Items listed in a dataset
# # #
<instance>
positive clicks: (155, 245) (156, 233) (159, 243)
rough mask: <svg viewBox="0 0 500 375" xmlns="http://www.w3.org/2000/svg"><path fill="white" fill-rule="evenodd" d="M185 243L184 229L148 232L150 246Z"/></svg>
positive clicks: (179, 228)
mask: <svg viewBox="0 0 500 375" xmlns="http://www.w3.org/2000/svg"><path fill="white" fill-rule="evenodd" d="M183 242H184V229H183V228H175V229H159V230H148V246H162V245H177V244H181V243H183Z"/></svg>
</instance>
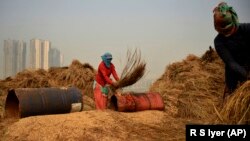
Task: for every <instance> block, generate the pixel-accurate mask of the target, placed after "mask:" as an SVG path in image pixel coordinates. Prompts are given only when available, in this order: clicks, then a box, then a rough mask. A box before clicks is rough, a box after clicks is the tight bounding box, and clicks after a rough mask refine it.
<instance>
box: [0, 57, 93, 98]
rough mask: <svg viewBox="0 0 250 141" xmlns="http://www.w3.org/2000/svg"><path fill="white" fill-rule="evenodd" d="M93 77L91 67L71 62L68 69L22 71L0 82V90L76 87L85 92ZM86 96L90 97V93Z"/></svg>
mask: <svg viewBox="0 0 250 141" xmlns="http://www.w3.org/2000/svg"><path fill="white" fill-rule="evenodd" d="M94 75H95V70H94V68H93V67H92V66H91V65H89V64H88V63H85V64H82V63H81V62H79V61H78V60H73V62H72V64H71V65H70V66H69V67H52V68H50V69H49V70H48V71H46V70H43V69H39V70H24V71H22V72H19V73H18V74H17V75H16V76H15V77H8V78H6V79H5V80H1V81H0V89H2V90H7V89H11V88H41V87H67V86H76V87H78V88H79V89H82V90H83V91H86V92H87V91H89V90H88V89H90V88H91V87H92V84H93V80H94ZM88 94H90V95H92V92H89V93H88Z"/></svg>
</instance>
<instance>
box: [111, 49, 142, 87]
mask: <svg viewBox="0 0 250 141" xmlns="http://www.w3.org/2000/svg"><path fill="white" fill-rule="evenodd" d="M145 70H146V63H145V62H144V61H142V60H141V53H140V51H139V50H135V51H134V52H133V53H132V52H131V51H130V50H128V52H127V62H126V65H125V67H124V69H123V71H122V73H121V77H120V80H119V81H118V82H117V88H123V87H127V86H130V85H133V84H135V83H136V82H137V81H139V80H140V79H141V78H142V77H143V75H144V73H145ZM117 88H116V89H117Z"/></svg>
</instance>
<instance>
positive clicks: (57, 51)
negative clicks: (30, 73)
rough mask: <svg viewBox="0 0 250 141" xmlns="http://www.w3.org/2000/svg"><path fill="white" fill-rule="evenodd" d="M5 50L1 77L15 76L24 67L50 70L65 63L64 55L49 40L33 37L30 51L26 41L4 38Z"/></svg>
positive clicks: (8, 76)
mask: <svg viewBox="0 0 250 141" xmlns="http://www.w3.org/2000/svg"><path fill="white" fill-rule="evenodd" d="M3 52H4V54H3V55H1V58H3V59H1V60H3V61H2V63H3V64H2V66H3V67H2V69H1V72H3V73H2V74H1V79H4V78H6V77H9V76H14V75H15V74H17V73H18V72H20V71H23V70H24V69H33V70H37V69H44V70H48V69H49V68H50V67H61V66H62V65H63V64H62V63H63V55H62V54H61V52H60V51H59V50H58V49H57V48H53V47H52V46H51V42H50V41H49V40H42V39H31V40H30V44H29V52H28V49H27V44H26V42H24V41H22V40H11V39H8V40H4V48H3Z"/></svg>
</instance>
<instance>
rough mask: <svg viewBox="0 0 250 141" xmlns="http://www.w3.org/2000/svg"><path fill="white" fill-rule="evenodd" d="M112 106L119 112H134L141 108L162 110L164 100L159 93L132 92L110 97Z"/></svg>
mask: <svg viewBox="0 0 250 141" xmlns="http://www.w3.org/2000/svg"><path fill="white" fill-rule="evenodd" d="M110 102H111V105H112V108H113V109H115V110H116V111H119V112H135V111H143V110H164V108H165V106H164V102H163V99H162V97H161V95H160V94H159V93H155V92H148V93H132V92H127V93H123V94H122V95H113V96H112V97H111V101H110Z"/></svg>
# # #
(What is required) Could you copy out every record exactly, minus the pictures?

(The answer)
<instance>
positive clicks: (155, 245) (156, 233) (159, 243)
rough mask: <svg viewBox="0 0 500 375" xmlns="http://www.w3.org/2000/svg"><path fill="white" fill-rule="evenodd" d="M185 243L184 229L148 232L150 246Z"/></svg>
positive clicks: (179, 228)
mask: <svg viewBox="0 0 500 375" xmlns="http://www.w3.org/2000/svg"><path fill="white" fill-rule="evenodd" d="M183 242H184V229H183V228H175V229H159V230H148V246H162V245H177V244H181V243H183Z"/></svg>
</instance>
Task: for every <instance> block, generate the pixel-accurate mask of the target, placed after "mask:" as an SVG path in image pixel coordinates. Prompts are given only when available, in this order: clicks, then a box, then a rough mask. A box before clicks is rough, a box after clicks is the tight bounding box, and clicks after a rough mask refine it.
<instance>
box: [0, 57, 93, 98]
rough mask: <svg viewBox="0 0 250 141" xmlns="http://www.w3.org/2000/svg"><path fill="white" fill-rule="evenodd" d="M93 77L91 67L71 62L68 69L22 71L0 82V90L76 87L85 92ZM86 96L90 97V93Z"/></svg>
mask: <svg viewBox="0 0 250 141" xmlns="http://www.w3.org/2000/svg"><path fill="white" fill-rule="evenodd" d="M94 75H95V70H94V68H93V67H92V66H91V65H89V64H88V63H85V64H82V63H81V62H79V61H78V60H73V62H72V64H71V65H70V66H69V67H52V68H50V69H49V70H48V71H46V70H43V69H39V70H24V71H22V72H19V73H18V74H17V75H16V76H15V77H8V78H6V79H5V80H1V81H0V89H2V90H7V89H11V88H41V87H67V86H76V87H78V88H79V89H82V90H83V91H86V92H87V91H89V90H88V89H90V88H91V87H92V84H93V80H94ZM88 94H90V95H92V92H89V93H88Z"/></svg>
</instance>
<instance>
box: [111, 49, 142, 87]
mask: <svg viewBox="0 0 250 141" xmlns="http://www.w3.org/2000/svg"><path fill="white" fill-rule="evenodd" d="M145 70H146V63H145V62H144V61H142V60H141V53H140V51H139V50H135V51H134V52H133V53H132V52H131V51H130V50H128V52H127V62H126V65H125V67H124V69H123V71H122V73H121V77H120V80H119V81H118V82H117V88H123V87H127V86H130V85H133V84H135V83H136V82H137V81H139V80H140V79H141V78H142V77H143V75H144V73H145ZM117 88H116V89H117Z"/></svg>
</instance>
<instance>
positive clicks: (57, 51)
negative clicks: (30, 73)
rough mask: <svg viewBox="0 0 250 141" xmlns="http://www.w3.org/2000/svg"><path fill="white" fill-rule="evenodd" d="M5 50L1 77L15 76L24 67L50 70L65 63L64 55L49 40L33 37L30 51L26 41L4 38Z"/></svg>
positive clicks: (8, 76)
mask: <svg viewBox="0 0 250 141" xmlns="http://www.w3.org/2000/svg"><path fill="white" fill-rule="evenodd" d="M3 52H4V54H3V55H1V58H3V59H1V60H3V61H2V63H3V64H2V66H3V67H2V69H1V72H3V73H2V74H1V79H4V78H6V77H9V76H14V75H15V74H17V73H18V72H20V71H23V70H24V69H33V70H37V69H44V70H48V69H49V68H50V67H61V66H62V65H63V64H62V63H63V55H62V54H61V52H60V51H59V50H58V49H57V48H53V47H52V46H51V42H50V41H49V40H42V39H31V40H30V44H29V52H28V49H27V44H26V42H24V41H22V40H11V39H8V40H4V48H3Z"/></svg>
</instance>
<instance>
rough mask: <svg viewBox="0 0 250 141" xmlns="http://www.w3.org/2000/svg"><path fill="white" fill-rule="evenodd" d="M112 106L119 112H134L141 108L162 110L164 100L159 93L132 92L110 97Z"/></svg>
mask: <svg viewBox="0 0 250 141" xmlns="http://www.w3.org/2000/svg"><path fill="white" fill-rule="evenodd" d="M110 102H111V105H112V108H113V109H115V110H116V111H119V112H135V111H143V110H164V108H165V106H164V102H163V99H162V97H161V95H160V94H159V93H155V92H148V93H132V92H127V93H123V94H122V95H113V96H112V97H111V101H110Z"/></svg>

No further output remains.